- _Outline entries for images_
(begin)

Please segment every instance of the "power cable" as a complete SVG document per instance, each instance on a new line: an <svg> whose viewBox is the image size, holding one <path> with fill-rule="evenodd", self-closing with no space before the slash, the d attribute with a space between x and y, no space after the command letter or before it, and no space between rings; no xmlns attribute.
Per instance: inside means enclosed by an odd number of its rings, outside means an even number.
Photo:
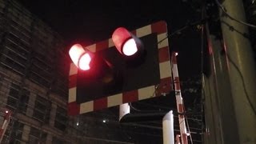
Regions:
<svg viewBox="0 0 256 144"><path fill-rule="evenodd" d="M241 23L242 25L246 25L247 26L250 26L251 28L254 28L254 29L256 29L256 26L255 25L253 25L253 24L250 24L250 23L248 23L248 22L242 22L241 20L238 20L238 19L236 19L234 18L233 16L231 16L230 14L228 14L228 12L226 11L226 10L225 9L225 7L218 2L218 0L215 0L215 2L217 4L217 6L222 10L222 11L229 18L230 18L231 20L233 21L235 21L238 23Z"/></svg>

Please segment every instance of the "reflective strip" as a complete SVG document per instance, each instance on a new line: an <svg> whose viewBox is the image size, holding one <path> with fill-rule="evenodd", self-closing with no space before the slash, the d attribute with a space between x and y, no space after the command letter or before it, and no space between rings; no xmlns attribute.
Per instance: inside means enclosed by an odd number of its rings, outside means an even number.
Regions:
<svg viewBox="0 0 256 144"><path fill-rule="evenodd" d="M80 114L87 113L94 110L94 101L83 102L80 105Z"/></svg>
<svg viewBox="0 0 256 144"><path fill-rule="evenodd" d="M107 97L107 106L111 107L122 104L122 94L118 94Z"/></svg>
<svg viewBox="0 0 256 144"><path fill-rule="evenodd" d="M170 69L170 61L161 62L159 64L159 68L160 68L160 78L161 79L171 76L171 71L170 71L171 69Z"/></svg>
<svg viewBox="0 0 256 144"><path fill-rule="evenodd" d="M154 86L138 89L138 100L155 97Z"/></svg>
<svg viewBox="0 0 256 144"><path fill-rule="evenodd" d="M76 95L77 95L77 87L73 87L69 89L69 99L68 102L72 102L76 101Z"/></svg>

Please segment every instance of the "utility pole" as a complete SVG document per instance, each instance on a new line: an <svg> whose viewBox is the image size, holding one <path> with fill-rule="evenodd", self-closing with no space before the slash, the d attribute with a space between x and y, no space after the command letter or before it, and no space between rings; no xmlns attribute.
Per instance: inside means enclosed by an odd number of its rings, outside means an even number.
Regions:
<svg viewBox="0 0 256 144"><path fill-rule="evenodd" d="M214 35L216 29L207 32L210 70L203 79L207 132L204 142L254 144L256 65L243 3L215 2L222 38Z"/></svg>
<svg viewBox="0 0 256 144"><path fill-rule="evenodd" d="M242 0L225 0L219 14L240 143L256 143L256 68Z"/></svg>

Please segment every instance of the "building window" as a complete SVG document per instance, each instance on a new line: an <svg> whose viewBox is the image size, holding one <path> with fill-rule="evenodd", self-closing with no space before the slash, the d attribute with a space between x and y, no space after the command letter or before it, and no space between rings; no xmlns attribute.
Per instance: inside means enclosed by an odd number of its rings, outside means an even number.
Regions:
<svg viewBox="0 0 256 144"><path fill-rule="evenodd" d="M51 102L38 95L34 102L33 118L44 123L49 122Z"/></svg>
<svg viewBox="0 0 256 144"><path fill-rule="evenodd" d="M66 127L66 124L68 118L66 114L66 110L58 106L56 110L56 116L54 121L54 127L58 128L58 130L64 131Z"/></svg>
<svg viewBox="0 0 256 144"><path fill-rule="evenodd" d="M29 143L45 143L46 142L47 133L43 132L37 128L31 127Z"/></svg>
<svg viewBox="0 0 256 144"><path fill-rule="evenodd" d="M57 138L57 137L54 137L53 138L53 144L58 144L58 143L66 143L65 141Z"/></svg>
<svg viewBox="0 0 256 144"><path fill-rule="evenodd" d="M7 107L13 111L17 110L18 112L26 114L30 91L26 89L22 89L20 92L19 90L20 86L18 85L11 84L7 98Z"/></svg>
<svg viewBox="0 0 256 144"><path fill-rule="evenodd" d="M19 144L22 142L23 127L23 123L18 121L14 122L14 125L10 129L10 143Z"/></svg>

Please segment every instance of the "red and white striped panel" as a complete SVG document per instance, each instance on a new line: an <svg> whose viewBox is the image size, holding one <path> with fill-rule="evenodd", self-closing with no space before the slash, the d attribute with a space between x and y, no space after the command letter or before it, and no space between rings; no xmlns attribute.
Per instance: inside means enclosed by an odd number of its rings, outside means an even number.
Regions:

(end)

- _Task objective_
Give every line of the data above as a JSON list of strings, one string per line. Skip the blank lines and leave out the pictures.

- _Response_
[
  "Please segment every instance of the \"power cable\" as a complete SVG document per instance, each instance on a new line: an <svg> whose viewBox is the image size, holding one <path> with fill-rule=\"evenodd\", self-closing with no space before the slash, the d attribute with a space between x and y, no space after the command letter or before it, and no space between rings; no xmlns attribute.",
  "Per instance: inside means enclosed by an odd number of its rings, outside means an even number.",
  "Photo:",
  "Regions:",
  "<svg viewBox=\"0 0 256 144\"><path fill-rule=\"evenodd\" d=\"M241 23L242 25L246 25L247 26L250 26L251 28L254 28L254 29L256 29L256 26L255 25L253 25L253 24L250 24L250 23L248 23L248 22L242 22L241 20L238 20L238 19L236 19L234 18L233 16L231 16L230 14L228 14L228 12L226 11L226 10L225 9L225 7L218 2L218 0L215 0L215 2L217 4L217 6L222 10L222 11L229 18L230 18L231 20L233 21L235 21L238 23Z\"/></svg>",
  "Please segment every instance of the \"reflective strip\" as a complete SVG document per instance, each instance on a new line: an <svg> whose viewBox is the image size, holding one <path> with fill-rule=\"evenodd\", self-closing with no space before the slash, the d attribute with a space between x and y, no space after the command letter or before it, and no space between rings; no xmlns attribute.",
  "Per instance: inside means enclosed by an odd number of its rings, outside means an even number.",
  "Regions:",
  "<svg viewBox=\"0 0 256 144\"><path fill-rule=\"evenodd\" d=\"M80 114L87 113L94 110L94 101L83 102L80 105Z\"/></svg>",
  "<svg viewBox=\"0 0 256 144\"><path fill-rule=\"evenodd\" d=\"M107 97L107 106L111 107L122 104L122 94L118 94Z\"/></svg>",
  "<svg viewBox=\"0 0 256 144\"><path fill-rule=\"evenodd\" d=\"M170 69L170 61L161 62L159 64L159 68L160 68L160 78L161 79L171 76L171 71L170 71L171 69Z\"/></svg>",
  "<svg viewBox=\"0 0 256 144\"><path fill-rule=\"evenodd\" d=\"M154 86L138 89L138 100L155 97Z\"/></svg>",
  "<svg viewBox=\"0 0 256 144\"><path fill-rule=\"evenodd\" d=\"M76 95L77 95L77 87L73 87L69 89L69 99L68 102L72 102L76 101Z\"/></svg>",
  "Please segment every instance of the \"utility pole\" as a complete SVG document per instance, each instance on a new line: an <svg> whose viewBox is the image size, holding one <path> with fill-rule=\"evenodd\", self-closing with no space before the slash, the d attribute with a space between x and y, no space after the command letter or before it, and no space between rings; no xmlns attribute.",
  "Per instance: inside means enclosed by an odd number of its rings, outside means an even number.",
  "Regions:",
  "<svg viewBox=\"0 0 256 144\"><path fill-rule=\"evenodd\" d=\"M214 35L216 29L207 32L210 70L203 79L207 132L204 142L254 144L256 65L243 3L215 2L222 38Z\"/></svg>",
  "<svg viewBox=\"0 0 256 144\"><path fill-rule=\"evenodd\" d=\"M242 0L225 0L219 14L240 143L256 143L256 68Z\"/></svg>",
  "Please segment every instance of the \"building window\" as a complete SVG document per instance, each instance on a new line: an <svg> whose viewBox is the image size, holding one <path> with fill-rule=\"evenodd\", self-closing with no space before the slash, the d attribute with a space between x and y, no space after the command letter or before it, and no space between rings; no xmlns attribute.",
  "Per instance: inside means enclosed by an odd number of its rings, outside means an even number.",
  "Regions:",
  "<svg viewBox=\"0 0 256 144\"><path fill-rule=\"evenodd\" d=\"M51 102L38 95L34 102L33 118L44 123L49 122Z\"/></svg>",
  "<svg viewBox=\"0 0 256 144\"><path fill-rule=\"evenodd\" d=\"M66 127L66 124L68 118L66 114L66 110L58 106L56 110L56 116L54 121L54 127L58 128L58 130L64 131Z\"/></svg>",
  "<svg viewBox=\"0 0 256 144\"><path fill-rule=\"evenodd\" d=\"M29 143L45 143L46 142L47 133L43 132L37 128L31 127Z\"/></svg>",
  "<svg viewBox=\"0 0 256 144\"><path fill-rule=\"evenodd\" d=\"M57 138L57 137L54 137L53 138L53 144L58 144L58 143L66 143L65 141Z\"/></svg>",
  "<svg viewBox=\"0 0 256 144\"><path fill-rule=\"evenodd\" d=\"M7 107L13 111L17 110L18 112L26 114L30 91L26 89L22 89L20 92L19 90L20 86L18 85L11 84L7 98Z\"/></svg>",
  "<svg viewBox=\"0 0 256 144\"><path fill-rule=\"evenodd\" d=\"M19 144L22 142L23 127L23 123L18 121L14 122L14 125L10 129L10 143Z\"/></svg>",
  "Please segment every instance of the \"red and white striped panel\" as a complete SVG document per instance, each instance on a new line: an <svg> whose viewBox is the image size, holding one <path> with fill-rule=\"evenodd\", self-closing with no space before the slash, the d attribute with a space between x and y, no space after the command letter or before it, and no space between rings; no xmlns attribute.",
  "Per instance: inside means enclosed by an odd number of its rings, outside means an even number.",
  "Regions:"
]